▶ _What the exercise asks_:
What you return must match the records exactly, line for line.

■ ■ ■ ■

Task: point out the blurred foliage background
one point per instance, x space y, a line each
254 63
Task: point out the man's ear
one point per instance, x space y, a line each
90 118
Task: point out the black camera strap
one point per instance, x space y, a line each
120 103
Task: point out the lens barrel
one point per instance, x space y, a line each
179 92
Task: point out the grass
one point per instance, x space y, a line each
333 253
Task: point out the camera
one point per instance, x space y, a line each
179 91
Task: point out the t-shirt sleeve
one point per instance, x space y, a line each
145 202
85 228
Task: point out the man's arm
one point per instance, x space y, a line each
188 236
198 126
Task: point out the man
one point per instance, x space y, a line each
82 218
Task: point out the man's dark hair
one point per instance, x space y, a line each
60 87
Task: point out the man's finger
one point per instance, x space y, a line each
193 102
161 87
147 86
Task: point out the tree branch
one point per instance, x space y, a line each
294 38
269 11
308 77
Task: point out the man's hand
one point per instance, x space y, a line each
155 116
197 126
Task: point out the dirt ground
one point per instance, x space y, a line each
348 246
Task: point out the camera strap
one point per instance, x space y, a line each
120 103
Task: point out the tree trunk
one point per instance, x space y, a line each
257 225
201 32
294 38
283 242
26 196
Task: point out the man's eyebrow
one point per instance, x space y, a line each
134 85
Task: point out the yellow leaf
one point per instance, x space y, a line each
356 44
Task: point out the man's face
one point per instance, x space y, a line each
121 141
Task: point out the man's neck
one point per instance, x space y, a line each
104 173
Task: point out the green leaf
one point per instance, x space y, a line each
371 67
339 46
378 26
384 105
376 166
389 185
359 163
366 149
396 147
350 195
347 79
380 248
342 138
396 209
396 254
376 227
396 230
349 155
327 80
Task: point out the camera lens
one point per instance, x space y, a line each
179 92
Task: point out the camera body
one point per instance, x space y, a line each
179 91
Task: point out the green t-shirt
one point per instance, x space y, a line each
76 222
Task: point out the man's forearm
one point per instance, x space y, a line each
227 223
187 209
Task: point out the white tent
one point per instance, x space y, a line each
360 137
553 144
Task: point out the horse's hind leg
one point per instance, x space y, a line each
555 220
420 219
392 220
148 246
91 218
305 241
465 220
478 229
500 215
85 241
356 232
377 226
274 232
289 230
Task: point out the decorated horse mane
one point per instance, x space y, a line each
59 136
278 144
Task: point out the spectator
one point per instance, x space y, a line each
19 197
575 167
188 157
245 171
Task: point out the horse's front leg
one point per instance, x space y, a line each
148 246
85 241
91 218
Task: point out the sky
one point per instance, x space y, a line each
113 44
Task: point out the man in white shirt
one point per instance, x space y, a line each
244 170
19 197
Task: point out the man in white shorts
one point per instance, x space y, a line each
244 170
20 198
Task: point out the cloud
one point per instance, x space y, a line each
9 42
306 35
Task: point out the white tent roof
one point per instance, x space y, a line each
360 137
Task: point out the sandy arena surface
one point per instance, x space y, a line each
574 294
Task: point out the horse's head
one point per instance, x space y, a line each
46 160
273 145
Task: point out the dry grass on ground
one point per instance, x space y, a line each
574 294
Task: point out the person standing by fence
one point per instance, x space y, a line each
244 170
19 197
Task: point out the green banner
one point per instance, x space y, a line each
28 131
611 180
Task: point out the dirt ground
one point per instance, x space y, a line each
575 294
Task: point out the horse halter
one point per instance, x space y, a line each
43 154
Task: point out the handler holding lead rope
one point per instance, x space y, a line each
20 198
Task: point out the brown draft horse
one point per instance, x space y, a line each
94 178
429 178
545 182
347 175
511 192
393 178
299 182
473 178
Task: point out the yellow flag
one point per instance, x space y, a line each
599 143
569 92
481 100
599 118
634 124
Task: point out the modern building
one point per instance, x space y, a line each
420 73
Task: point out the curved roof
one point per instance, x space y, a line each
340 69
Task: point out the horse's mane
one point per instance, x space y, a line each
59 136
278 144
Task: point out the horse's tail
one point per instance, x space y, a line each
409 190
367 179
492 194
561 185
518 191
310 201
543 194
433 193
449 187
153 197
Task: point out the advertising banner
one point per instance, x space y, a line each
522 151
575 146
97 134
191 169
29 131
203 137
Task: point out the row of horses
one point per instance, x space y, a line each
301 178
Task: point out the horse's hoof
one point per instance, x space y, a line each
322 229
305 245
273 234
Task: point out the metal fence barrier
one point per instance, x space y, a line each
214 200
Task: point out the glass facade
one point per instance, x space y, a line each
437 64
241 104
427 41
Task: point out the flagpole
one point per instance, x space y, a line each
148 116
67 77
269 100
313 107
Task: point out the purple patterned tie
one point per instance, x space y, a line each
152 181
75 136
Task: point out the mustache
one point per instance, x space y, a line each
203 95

■ ■ ■ ■

▶ _Task result_:
Task: point out the blurred foliage background
one point per instance, x space y, a line each
254 63
Task: point out the man's ear
one point per instance, x space y, a line each
90 118
Task: point out the black camera strap
one point per instance, x space y, a line each
120 103
Task: point out the lens barrel
one point per instance, x space y, a line each
179 92
Task: point out the grass
one point per instance, x space y, a line each
333 253
Task: point out the camera
one point per instance, x space y, a line each
179 91
Task: point out the t-shirt sleeve
one point per instance, x space y, a line each
145 202
85 228
Task: point out the man's arm
one point per instance, x space y, a line each
188 236
198 126
Task: point out the man
one point per instance, x space y, a line each
82 218
Task: point out the man's dark hair
one point per instance, x space y, a line each
60 87
Task: point out the man's finger
one point per instance, x space y, a line each
193 102
161 87
147 86
Task: point out the tree branch
one point per instance, x space y, a line each
294 38
269 11
308 77
Task: point out the man's hand
one point per instance, x space y, a line each
155 116
197 126
Task: point out the dirt ground
one point per instance, x space y, a line each
348 246
Task: point out the camera strap
one point per instance, x space y, a line each
120 103
Task: point out the tree trunk
one point per instance, x space y, a line each
257 225
201 32
294 38
283 242
26 196
Task: point out the man's eyebrow
one point per instance, x space y, a line each
134 85
Task: point out the yellow leaf
one point per instance, x space y, a line each
356 44
Task: point out the man's face
one point per instance, x space y, a line each
121 141
Task: point out the man's neck
one point per instance, x space y, a line each
104 173
Task: point out the green leaf
one point per instance, x space y, a line each
371 67
339 46
378 26
384 105
376 166
389 185
359 163
366 149
396 147
350 195
347 79
380 248
342 138
396 209
396 254
376 227
396 230
349 155
327 80
Task: point out the camera lens
one point per instance, x space y, a line each
179 92
Task: point out the camera body
one point per instance, x space y, a line each
179 91
Task: point out the green t-shirt
one point per instance, x space y, a line each
76 222
Task: point out the man's forearm
one point per instance, x space y, a line each
227 223
187 209
Task: point out the white tent
one point per instance, x space y, a line each
360 137
553 144
Task: point out the horse's hind leg
one point per instance, x space y, a line each
555 220
420 219
392 220
148 246
91 218
305 241
465 220
478 229
500 215
85 241
356 232
377 226
274 232
289 230
Task: point out the decorated horse mane
one point per instance, x space y, a line each
59 136
278 144
Task: point out the spectator
one point per instance, x space y, a line each
19 197
575 167
188 157
245 171
Task: point out the horse's front leg
one point per instance, x space y, a line each
148 246
85 241
91 218
Task: point out the sky
one point per instance, x space y, a line each
113 44
Task: point out the man in white shirt
one point per instance, x space y, a line each
244 170
19 197
Task: point out the man in white shorts
one point per instance, x space y, a line each
244 170
20 198
Task: point out the cloud
one point per instance, x space y, a line each
9 42
306 35
Task: point out the white tent roof
one point per instance, x space y, a line each
360 137
Task: point out the sandy arena surface
one point per instance, x space y, a line each
574 294
Task: point out the horse's head
one point per instance, x space y, a line each
46 160
273 145
Task: point out the dry grass on ground
one point per instance, x space y, a line each
574 294
Task: point out the person standing by fence
one point per instance, x space y, a line each
244 170
19 197
Task: point out the green banner
one point per instance, x space y, a line each
28 131
611 180
Task: point out the dirt ground
one point per instance, x space y, a line each
575 294
Task: point out the horse halter
one point per instance, x space y, a line each
43 154
Task: point out the handler holding lead rope
one point per instance, x space y, a line each
20 198
Task: point out the brown draft horse
one point per instance, x space y, a line each
94 178
429 178
545 182
347 175
511 192
393 178
299 182
473 178
Task: point out the yellow flag
one point per instance, x space y, a line each
599 143
569 92
481 100
599 118
634 124
Task: point out the modern building
one point per instance, x space y, a line each
420 73
Task: point out the curved roof
one point per instance, x space y, a line each
340 69
Task: point out the horse's mane
one point per instance, x space y, a line each
59 136
278 144
Task: point out the horse's tail
one point per instance, x space y, a line each
409 190
367 179
492 194
561 185
518 191
310 201
543 194
433 193
449 187
153 197
Task: point out the advertising banner
one point per instance, x space y, a line each
522 151
575 146
97 134
191 169
29 131
203 137
Task: point out the row of horses
one point per instance, x space y, a line each
301 178
Task: point out the horse's hoof
one point per instance, x space y, a line each
322 229
305 245
273 234
Task: point out the metal fence barrier
one point per instance, x space y, a line each
214 200
Task: point out the glass facade
one point per instance, x space y, a line each
437 64
241 104
427 41
Task: point out the flagpole
one point per instance, x space y, a line each
148 116
67 77
269 100
313 107
Task: point out the purple patterned tie
one point per instance, x space y, a line each
152 181
75 136
Task: point out the mustache
one point per instance, x space y, a line each
203 95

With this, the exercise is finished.